Work instructions: Repeat exactly, and only, the lines below starting at the line that contains "Target: grey wing" and ending at the line that contains "Drop a marker on every instance of the spectator", inclusive of both.
[Opening Provided records section]
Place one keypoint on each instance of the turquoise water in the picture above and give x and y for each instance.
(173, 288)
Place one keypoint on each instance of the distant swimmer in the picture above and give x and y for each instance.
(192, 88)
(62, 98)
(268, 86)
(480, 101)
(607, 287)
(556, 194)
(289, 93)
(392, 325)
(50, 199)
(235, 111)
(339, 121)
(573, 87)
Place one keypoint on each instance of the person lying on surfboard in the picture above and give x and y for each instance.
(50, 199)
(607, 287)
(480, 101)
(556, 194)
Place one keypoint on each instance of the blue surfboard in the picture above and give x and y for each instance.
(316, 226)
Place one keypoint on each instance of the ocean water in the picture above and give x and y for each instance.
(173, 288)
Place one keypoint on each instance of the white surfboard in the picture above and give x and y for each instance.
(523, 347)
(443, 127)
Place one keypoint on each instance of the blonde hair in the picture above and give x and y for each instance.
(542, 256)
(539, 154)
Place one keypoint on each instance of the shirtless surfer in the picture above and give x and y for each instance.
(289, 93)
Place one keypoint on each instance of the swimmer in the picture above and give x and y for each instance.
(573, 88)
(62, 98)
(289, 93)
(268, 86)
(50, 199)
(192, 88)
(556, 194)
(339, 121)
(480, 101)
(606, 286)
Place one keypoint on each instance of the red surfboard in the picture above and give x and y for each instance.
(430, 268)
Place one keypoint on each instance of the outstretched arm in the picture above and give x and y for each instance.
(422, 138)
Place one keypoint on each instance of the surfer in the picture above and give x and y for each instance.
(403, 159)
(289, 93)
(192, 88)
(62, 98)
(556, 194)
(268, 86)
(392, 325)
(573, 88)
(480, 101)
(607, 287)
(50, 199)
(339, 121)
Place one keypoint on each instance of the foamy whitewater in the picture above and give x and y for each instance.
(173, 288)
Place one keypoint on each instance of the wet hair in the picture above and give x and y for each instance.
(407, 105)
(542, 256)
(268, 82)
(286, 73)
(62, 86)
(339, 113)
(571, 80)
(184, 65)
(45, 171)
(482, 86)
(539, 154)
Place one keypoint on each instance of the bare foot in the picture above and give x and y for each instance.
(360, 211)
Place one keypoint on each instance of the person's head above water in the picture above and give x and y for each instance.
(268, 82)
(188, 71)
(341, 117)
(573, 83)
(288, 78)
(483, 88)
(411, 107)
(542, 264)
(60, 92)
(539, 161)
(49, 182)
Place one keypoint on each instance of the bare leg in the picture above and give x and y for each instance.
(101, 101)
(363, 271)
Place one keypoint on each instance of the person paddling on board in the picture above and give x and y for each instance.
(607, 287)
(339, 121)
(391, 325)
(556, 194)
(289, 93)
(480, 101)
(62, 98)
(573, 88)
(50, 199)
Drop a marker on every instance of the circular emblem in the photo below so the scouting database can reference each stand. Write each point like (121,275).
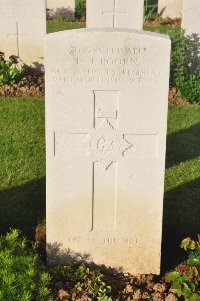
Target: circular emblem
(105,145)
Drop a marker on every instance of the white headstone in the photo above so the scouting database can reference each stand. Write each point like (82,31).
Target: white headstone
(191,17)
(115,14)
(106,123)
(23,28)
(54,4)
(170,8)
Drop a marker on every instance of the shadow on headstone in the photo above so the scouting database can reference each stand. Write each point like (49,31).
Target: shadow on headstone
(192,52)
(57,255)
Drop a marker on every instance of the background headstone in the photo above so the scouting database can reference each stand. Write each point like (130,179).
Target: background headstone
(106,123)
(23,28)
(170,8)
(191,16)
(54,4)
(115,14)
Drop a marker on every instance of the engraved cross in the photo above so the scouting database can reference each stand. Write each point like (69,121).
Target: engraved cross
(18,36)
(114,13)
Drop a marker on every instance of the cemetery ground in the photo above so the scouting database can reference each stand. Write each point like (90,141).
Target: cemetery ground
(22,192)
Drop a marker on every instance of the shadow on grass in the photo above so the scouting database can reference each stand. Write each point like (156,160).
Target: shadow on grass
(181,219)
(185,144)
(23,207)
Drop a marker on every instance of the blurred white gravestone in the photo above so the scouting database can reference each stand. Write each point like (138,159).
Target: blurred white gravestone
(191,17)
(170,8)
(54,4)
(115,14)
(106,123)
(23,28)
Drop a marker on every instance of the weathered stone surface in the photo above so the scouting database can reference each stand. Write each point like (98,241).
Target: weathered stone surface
[Closing Provided records section]
[Opening Provided records section]
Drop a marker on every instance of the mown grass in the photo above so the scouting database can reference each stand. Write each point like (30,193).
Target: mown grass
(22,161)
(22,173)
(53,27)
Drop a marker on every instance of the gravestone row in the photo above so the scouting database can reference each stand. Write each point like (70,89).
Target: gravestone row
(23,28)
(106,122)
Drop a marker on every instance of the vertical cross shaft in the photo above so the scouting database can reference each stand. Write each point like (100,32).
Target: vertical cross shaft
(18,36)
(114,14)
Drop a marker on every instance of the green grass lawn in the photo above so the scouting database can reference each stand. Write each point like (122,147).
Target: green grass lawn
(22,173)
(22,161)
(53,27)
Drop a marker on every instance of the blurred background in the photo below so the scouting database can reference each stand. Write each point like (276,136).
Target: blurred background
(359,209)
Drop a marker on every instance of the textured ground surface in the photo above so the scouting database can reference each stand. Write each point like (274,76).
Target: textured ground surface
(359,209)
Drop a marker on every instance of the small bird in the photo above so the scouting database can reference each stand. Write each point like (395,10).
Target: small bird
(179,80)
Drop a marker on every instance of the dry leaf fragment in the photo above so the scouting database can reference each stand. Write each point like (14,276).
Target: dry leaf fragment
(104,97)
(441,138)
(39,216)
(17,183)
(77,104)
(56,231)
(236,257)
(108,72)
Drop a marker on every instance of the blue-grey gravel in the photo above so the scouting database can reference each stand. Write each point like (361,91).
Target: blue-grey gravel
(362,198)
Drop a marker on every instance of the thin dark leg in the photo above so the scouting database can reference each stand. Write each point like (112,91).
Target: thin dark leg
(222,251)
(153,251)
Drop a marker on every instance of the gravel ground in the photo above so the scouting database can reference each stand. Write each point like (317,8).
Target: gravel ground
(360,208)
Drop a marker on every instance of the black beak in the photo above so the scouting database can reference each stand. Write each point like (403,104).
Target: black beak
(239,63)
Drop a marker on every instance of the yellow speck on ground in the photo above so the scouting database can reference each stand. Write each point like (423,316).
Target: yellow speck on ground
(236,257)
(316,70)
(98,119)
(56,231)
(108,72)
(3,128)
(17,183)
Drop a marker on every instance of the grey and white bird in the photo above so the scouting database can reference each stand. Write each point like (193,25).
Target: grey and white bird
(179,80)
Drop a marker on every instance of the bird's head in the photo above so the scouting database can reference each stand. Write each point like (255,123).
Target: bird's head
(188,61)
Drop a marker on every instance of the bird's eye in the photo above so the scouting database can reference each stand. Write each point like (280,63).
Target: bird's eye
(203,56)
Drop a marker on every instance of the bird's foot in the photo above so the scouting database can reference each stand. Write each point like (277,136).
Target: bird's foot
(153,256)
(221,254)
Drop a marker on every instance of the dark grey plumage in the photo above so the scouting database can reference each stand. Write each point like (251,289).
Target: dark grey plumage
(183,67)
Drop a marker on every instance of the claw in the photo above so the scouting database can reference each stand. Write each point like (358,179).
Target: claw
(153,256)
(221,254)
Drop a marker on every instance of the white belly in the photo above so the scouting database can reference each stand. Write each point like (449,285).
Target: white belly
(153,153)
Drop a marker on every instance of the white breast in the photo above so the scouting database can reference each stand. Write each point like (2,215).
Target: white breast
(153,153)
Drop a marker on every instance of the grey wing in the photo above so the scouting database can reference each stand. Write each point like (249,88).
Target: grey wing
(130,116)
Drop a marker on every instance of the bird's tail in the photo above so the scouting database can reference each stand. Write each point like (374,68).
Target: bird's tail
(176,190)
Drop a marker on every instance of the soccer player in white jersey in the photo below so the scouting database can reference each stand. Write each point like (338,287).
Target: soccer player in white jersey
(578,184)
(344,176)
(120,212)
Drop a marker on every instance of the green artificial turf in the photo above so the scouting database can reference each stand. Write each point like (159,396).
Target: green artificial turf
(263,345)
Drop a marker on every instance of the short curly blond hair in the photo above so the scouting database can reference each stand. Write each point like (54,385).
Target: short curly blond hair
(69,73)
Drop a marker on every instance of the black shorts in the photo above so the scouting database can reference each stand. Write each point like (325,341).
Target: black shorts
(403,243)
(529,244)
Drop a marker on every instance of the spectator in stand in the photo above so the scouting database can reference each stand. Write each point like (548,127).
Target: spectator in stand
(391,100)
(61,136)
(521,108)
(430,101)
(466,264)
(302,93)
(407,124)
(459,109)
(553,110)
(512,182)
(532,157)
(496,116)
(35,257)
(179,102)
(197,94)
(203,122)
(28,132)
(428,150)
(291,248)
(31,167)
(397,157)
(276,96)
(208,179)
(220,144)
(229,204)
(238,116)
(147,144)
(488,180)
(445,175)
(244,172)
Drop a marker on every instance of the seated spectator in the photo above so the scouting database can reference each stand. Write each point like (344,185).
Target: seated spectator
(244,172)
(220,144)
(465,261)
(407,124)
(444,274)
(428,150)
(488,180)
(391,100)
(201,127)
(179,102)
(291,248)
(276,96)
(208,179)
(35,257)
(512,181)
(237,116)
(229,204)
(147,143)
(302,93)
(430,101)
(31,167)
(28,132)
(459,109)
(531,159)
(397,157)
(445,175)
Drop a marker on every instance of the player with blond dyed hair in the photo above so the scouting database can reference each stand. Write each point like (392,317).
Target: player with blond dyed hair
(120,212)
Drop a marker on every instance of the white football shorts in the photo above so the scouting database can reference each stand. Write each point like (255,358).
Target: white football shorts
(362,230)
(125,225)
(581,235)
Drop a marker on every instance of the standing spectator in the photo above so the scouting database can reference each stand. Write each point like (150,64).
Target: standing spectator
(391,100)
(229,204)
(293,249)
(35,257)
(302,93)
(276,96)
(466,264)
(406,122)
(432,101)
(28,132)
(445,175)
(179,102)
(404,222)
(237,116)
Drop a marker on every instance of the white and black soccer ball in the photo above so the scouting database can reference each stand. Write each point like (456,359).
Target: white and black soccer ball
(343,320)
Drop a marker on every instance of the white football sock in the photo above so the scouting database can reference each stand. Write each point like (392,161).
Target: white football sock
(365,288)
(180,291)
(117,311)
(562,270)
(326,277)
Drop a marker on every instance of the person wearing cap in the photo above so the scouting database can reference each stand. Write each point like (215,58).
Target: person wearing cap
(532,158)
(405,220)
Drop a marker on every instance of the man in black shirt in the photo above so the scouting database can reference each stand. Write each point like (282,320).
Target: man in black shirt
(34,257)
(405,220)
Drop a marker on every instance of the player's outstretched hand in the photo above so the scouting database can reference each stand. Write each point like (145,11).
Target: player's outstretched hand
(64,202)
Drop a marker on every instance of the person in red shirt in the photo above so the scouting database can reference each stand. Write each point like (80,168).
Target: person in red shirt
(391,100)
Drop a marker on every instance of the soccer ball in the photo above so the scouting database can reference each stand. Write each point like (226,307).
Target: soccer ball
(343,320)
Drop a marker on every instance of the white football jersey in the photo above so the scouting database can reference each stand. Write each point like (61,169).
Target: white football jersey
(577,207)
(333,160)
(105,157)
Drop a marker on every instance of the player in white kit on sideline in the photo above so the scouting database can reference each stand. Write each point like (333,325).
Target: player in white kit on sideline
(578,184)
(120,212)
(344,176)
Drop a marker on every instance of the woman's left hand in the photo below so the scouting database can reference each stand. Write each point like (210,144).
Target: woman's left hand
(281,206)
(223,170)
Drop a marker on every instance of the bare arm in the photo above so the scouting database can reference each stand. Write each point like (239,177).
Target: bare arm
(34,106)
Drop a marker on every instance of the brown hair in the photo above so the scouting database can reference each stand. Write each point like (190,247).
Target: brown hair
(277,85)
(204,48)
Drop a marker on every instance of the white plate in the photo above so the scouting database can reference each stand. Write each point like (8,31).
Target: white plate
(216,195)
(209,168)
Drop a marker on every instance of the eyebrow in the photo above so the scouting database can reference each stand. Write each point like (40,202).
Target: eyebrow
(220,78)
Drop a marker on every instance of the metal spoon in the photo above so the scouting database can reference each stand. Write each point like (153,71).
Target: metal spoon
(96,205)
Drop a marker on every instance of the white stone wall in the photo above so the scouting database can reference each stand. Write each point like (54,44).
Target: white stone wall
[Closing Provided records section]
[Opening Provided records section]
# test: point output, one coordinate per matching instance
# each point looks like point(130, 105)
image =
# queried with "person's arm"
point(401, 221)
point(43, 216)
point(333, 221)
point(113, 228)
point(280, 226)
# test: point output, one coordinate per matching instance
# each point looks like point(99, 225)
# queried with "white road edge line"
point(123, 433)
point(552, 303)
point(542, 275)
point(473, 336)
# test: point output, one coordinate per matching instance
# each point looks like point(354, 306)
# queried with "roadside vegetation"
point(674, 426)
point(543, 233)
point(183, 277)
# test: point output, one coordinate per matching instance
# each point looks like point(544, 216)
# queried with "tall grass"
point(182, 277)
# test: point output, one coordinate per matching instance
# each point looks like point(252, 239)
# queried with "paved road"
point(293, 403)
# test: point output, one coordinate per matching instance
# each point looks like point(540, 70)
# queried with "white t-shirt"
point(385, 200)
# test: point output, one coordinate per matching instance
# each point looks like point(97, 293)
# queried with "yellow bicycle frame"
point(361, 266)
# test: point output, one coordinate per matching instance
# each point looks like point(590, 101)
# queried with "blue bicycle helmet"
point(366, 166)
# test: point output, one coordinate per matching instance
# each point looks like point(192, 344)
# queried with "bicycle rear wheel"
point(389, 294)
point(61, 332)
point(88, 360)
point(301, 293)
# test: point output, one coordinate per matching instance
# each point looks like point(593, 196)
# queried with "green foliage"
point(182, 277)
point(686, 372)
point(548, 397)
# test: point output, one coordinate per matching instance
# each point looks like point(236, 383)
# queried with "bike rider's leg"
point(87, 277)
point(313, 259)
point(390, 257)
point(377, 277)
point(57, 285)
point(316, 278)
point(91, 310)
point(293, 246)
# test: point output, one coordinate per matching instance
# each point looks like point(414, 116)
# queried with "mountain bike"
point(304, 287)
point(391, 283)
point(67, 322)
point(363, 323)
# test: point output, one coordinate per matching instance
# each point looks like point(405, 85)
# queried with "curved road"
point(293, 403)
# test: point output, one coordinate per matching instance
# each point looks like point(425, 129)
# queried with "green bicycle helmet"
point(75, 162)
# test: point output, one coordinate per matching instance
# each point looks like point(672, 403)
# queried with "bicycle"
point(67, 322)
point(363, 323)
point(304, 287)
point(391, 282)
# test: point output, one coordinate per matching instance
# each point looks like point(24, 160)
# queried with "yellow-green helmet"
[Closing Provided records section]
Your response:
Target: grey wing
(130,116)
Drop a marker on every instance of the bird's tail in the photo above so the scouting database can reference each stand. Write each point like (374,68).
Target: bird's tail
(176,190)
Drop a marker on every instance of the soccer player in white jersey in the photo below so the scouting database can reference each stand. Write each point like (338,287).
Target: soccer player in white jersey
(578,184)
(344,176)
(120,212)
Drop a marker on every instance of the green artificial turf in the photo above so the scouting database can reference each stand. Write each point like (159,396).
Target: green artificial turf
(263,345)
Drop a marker on every instance of the short curly blond hair in the photo above so the scouting database can reference each stand. Write each point like (54,385).
Target: short curly blond hair
(69,73)
Drop a marker on every instance of the black shorts in the photo above so the scouting database can reference each stand. Write each point like (325,341).
Target: black shorts
(403,243)
(529,244)
Drop a marker on every instance of the spectator in stand in the photo above so the scouting database can reference each stand. Write each point like (548,127).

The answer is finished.